You're funny. 14 of the 16 minute go to increasingly abstruse (but totally fascinating) stuff about unions, followed by the lesson that one shouldn't do this. Indeed: optional, variant, any, expected are much nicer.
For someone like me not being a senior developer, I am more interested in learning the reasons when to use Unions. What problem do they solve and when is it good practice to use them? Maybe worth a Part 2 episode? 😊
Short answer: when you want a space efficient way of storing an object that might be one of several different types. Generally speaking, today, you should use std::variant in those cases, not a raw union. As I showed, it's hard to get right.
I *think* that if you have a union of say, two structs with common initial sequence of object (same type), you are allowed to de reference values of this common sub sequence. Say, union U { struct A {int A_; } an_a; struct B {int B_; } a_b; }; U a_u; a_u.an_a.a; and a_u.a_b.b; is legal. This is the underlying principle of many C libraries, say when you manipulate addresses using the typical sockets API or Windows Bitmap header as an example. I would be appreciate input on the subject.

## Records to process:
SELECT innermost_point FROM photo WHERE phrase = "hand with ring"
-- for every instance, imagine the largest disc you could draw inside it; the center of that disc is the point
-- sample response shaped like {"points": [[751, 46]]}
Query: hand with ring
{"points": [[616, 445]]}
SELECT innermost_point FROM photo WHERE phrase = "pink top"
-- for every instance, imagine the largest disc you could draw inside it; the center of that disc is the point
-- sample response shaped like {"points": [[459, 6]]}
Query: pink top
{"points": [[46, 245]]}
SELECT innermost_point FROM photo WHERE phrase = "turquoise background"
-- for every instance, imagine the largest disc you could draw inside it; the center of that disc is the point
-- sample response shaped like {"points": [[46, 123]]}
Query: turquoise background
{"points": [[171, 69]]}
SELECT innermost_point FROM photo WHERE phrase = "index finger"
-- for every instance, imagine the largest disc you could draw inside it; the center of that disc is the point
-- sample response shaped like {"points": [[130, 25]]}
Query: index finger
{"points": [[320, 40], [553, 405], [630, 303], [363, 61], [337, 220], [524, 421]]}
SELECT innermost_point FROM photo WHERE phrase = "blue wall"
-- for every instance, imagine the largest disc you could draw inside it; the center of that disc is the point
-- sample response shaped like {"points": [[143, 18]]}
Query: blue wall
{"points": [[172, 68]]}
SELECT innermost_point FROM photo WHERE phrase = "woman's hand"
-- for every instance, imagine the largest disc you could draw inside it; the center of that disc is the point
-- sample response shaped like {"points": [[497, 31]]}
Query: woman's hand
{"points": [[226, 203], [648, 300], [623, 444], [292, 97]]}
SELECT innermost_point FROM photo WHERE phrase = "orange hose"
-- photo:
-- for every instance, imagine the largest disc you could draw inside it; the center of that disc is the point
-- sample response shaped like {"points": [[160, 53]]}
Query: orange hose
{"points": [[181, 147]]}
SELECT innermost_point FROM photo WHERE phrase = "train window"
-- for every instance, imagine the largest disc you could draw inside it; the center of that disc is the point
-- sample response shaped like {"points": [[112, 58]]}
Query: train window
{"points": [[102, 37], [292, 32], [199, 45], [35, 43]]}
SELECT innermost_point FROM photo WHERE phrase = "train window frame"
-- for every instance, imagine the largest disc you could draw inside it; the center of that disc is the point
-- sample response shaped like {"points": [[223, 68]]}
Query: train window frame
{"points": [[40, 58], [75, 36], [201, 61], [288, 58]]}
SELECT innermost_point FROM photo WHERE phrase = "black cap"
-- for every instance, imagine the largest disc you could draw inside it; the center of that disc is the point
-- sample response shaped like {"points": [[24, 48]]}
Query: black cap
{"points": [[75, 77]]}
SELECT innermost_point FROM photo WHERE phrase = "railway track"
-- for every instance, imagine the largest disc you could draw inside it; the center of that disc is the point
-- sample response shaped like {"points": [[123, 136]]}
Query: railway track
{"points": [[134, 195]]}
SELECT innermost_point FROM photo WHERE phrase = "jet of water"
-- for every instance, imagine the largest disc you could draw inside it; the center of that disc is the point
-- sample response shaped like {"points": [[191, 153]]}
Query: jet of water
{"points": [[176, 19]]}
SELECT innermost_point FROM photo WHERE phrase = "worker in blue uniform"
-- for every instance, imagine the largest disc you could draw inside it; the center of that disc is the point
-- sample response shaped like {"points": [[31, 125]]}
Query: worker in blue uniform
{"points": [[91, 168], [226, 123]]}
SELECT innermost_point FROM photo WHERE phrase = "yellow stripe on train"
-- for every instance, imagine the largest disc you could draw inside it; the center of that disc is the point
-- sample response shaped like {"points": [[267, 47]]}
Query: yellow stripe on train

## Tasks:
1. From the forum thread about C++ unions, set down the passage that opens with the words containing "You're funny. 14" and closes with "are much nicer.".
2. List every line of the entries that contains the word "wall".

## Solved problems:
1.
You're funny. 14 of the 16 minute go to increasingly abstruse (but totally fascinating) stuff about unions, followed by the lesson that one shouldn't do this. Indeed: optional, variant, any, expected are much nicer.

2.
SELECT innermost_point FROM photo WHERE phrase = "blue wall"
Query: blue wall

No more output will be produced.